-- What needs to be done --
For every line that contains the string "window", pull that line out of the material below.

-- Given entries --
[Start of section]

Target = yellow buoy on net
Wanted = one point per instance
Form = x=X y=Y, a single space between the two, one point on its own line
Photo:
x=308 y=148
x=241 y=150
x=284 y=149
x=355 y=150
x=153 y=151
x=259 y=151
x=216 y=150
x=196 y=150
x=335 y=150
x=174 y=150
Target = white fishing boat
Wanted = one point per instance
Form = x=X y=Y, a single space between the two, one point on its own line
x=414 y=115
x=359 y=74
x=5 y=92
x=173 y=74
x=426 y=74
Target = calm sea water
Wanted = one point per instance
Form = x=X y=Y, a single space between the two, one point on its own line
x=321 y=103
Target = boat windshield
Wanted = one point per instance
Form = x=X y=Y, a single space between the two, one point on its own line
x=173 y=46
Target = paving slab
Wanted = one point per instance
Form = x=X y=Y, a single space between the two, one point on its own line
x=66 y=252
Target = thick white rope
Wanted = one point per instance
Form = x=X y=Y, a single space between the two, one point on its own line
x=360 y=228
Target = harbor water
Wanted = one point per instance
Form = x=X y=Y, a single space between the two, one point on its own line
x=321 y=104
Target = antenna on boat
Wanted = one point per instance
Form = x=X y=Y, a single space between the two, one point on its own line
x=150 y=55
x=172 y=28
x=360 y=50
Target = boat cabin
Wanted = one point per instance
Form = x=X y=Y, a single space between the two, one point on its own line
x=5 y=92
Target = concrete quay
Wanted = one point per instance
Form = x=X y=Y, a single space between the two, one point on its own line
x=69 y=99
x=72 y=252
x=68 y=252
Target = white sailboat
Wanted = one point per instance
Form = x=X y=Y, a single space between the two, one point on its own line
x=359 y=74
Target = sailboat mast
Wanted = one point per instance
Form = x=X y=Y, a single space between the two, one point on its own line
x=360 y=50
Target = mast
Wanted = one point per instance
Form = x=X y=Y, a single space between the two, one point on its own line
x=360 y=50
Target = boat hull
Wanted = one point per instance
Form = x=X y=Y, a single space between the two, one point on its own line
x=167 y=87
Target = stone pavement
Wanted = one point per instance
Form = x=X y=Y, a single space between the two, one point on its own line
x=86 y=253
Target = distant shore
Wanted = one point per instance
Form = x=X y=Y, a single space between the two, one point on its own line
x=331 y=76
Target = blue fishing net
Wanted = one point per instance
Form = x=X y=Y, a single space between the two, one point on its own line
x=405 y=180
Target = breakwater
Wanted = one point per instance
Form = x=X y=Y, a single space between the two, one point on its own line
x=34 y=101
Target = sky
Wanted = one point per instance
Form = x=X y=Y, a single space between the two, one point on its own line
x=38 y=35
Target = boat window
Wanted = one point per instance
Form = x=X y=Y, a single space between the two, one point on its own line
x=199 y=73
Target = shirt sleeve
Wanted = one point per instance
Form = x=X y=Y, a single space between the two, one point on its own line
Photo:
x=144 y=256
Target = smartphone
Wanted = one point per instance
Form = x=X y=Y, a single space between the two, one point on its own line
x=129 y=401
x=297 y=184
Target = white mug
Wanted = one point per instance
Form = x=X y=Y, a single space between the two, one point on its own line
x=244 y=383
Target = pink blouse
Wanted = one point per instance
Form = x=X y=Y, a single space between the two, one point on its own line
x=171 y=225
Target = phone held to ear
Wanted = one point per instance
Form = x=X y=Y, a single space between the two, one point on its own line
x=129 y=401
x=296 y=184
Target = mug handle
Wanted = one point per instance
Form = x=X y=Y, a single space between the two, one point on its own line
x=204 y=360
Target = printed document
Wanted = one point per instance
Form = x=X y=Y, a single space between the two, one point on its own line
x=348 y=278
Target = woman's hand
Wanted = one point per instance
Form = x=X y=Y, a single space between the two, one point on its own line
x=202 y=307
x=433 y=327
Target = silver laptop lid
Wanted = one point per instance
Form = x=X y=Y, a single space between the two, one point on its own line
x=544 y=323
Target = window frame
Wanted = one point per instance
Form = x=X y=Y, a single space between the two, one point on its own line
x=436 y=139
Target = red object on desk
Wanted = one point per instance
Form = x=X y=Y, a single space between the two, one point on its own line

[End of section]

-- Answer below --
Target = boat window
Target = window frame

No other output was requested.